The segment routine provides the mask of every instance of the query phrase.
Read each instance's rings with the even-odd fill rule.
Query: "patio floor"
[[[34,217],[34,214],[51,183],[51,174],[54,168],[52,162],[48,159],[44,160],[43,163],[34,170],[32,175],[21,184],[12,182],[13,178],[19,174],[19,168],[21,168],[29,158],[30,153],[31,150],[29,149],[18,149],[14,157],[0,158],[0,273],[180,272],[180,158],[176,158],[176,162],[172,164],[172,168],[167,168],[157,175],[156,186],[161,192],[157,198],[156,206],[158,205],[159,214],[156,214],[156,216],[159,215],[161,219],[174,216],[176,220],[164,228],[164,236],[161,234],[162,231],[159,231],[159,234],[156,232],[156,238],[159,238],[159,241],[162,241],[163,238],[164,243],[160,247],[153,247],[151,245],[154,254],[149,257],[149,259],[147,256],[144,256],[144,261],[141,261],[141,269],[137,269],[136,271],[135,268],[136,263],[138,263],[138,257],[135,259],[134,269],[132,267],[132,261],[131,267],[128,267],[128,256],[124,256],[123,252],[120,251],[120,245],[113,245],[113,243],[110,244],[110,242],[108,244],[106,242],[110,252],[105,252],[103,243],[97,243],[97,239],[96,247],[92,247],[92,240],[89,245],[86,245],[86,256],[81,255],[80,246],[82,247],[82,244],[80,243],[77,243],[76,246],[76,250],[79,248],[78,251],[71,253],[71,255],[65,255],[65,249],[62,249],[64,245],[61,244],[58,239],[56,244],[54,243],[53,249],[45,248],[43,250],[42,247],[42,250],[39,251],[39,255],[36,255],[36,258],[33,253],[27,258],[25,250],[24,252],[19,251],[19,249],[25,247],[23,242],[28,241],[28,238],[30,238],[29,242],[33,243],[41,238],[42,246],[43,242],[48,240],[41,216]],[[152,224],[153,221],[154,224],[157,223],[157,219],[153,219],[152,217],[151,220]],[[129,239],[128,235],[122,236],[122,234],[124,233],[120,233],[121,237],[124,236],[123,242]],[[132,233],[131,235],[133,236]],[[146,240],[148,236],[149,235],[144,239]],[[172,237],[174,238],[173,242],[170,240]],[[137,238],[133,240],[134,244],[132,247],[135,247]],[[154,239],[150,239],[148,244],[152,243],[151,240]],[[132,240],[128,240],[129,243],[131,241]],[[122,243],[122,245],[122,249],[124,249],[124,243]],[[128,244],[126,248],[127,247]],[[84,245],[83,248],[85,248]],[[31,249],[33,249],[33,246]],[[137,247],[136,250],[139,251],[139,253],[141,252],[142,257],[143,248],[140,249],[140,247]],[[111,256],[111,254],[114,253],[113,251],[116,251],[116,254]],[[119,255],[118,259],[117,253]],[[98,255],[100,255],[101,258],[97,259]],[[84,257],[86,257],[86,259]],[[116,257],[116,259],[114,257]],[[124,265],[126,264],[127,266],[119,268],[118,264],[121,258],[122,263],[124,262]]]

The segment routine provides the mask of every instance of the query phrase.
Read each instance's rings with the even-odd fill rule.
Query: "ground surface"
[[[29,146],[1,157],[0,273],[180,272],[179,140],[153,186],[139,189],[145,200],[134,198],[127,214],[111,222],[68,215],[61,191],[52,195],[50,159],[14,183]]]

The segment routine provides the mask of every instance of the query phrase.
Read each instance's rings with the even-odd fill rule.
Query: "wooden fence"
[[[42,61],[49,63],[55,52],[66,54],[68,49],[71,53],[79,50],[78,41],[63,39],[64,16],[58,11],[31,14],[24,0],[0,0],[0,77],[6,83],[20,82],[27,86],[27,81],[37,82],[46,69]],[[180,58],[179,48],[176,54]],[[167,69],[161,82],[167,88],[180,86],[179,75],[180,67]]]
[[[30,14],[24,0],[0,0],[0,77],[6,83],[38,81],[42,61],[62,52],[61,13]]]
# # # # #
TASK DESCRIPTION –
Copy each record from above exactly, and include every line.

RESULT OF THE EXERCISE –
The segment routine provides the mask of every instance of the query phrase.
Read each instance's rings with the even-odd fill rule.
Query: "patio floor"
[[[34,217],[34,214],[51,183],[51,174],[54,168],[52,162],[48,159],[44,160],[43,163],[34,170],[32,175],[21,184],[12,182],[13,178],[19,174],[19,168],[21,168],[29,158],[30,153],[31,150],[29,149],[18,149],[14,157],[0,158],[0,273],[180,272],[180,158],[176,158],[176,162],[172,164],[172,168],[167,168],[157,175],[156,186],[161,192],[157,198],[156,206],[158,205],[159,214],[156,214],[156,216],[159,215],[161,219],[174,216],[176,220],[164,228],[164,236],[161,234],[162,231],[159,231],[159,234],[156,232],[156,238],[159,238],[159,241],[162,241],[163,238],[164,243],[160,247],[153,247],[151,245],[154,254],[149,257],[149,259],[147,256],[144,256],[144,261],[141,261],[141,269],[137,269],[136,271],[135,268],[136,263],[138,263],[138,257],[135,259],[134,269],[132,267],[132,261],[131,267],[128,267],[128,256],[124,256],[123,252],[120,251],[120,245],[113,245],[113,243],[110,244],[110,242],[108,244],[106,242],[110,252],[105,252],[103,243],[97,243],[97,239],[96,247],[92,247],[92,240],[89,245],[86,245],[86,256],[81,255],[80,246],[82,247],[82,244],[80,243],[77,243],[76,246],[76,250],[79,248],[78,251],[71,253],[71,255],[65,255],[65,249],[62,249],[64,245],[61,244],[58,239],[56,244],[54,243],[53,249],[45,248],[43,250],[42,247],[42,250],[39,251],[39,255],[36,255],[36,258],[33,253],[27,258],[25,250],[24,252],[19,251],[19,249],[25,247],[23,242],[28,241],[28,238],[30,238],[29,242],[33,243],[41,238],[42,246],[43,242],[48,240],[41,216]],[[152,224],[153,221],[154,224],[157,223],[157,219],[153,219],[152,217],[151,220]],[[129,239],[128,235],[122,236],[122,234],[124,233],[120,233],[121,237],[124,236],[123,242]],[[132,233],[131,235],[133,236]],[[146,240],[148,236],[149,235],[144,239]],[[172,237],[174,238],[173,242],[170,240]],[[137,238],[133,240],[134,244],[132,247],[135,247]],[[154,239],[150,239],[148,244],[152,243],[151,240]],[[132,240],[128,240],[129,243],[131,241]],[[122,243],[122,245],[122,249],[124,249],[124,243]],[[128,244],[126,248],[127,247]],[[84,245],[83,248],[85,248]],[[31,249],[33,249],[33,246]],[[137,247],[136,250],[139,251],[139,253],[141,252],[142,257],[143,248],[140,249],[140,247]],[[111,256],[111,254],[114,253],[113,251],[116,251],[116,254]],[[119,255],[118,259],[117,253]],[[98,255],[100,255],[101,258],[97,259]],[[84,257],[86,257],[86,259]],[[116,257],[116,259],[114,257]],[[124,265],[126,264],[127,266],[119,268],[118,264],[121,258],[122,263],[124,262]]]

The segment routine provides the mask of every instance of the query phrase.
Read each instance's rings with the even-odd fill rule.
Query: "ground surface"
[[[29,146],[1,157],[0,273],[180,272],[179,140],[153,186],[139,189],[145,200],[134,198],[127,214],[111,222],[68,215],[61,191],[52,195],[50,159],[14,183]]]

The segment routine provides the mask of every instance of the query phrase.
Read each instance's rings with the even-odd fill rule.
Query: "wooden fence"
[[[42,61],[49,63],[55,52],[66,54],[68,49],[71,53],[79,50],[78,41],[63,39],[64,16],[58,11],[31,14],[24,0],[0,0],[0,77],[6,83],[20,82],[27,86],[27,81],[37,82],[46,69]],[[180,58],[179,48],[176,54]],[[167,69],[161,82],[167,88],[180,86],[179,75],[180,67]]]
[[[30,14],[24,0],[0,0],[0,77],[6,83],[38,81],[42,61],[62,52],[61,13]]]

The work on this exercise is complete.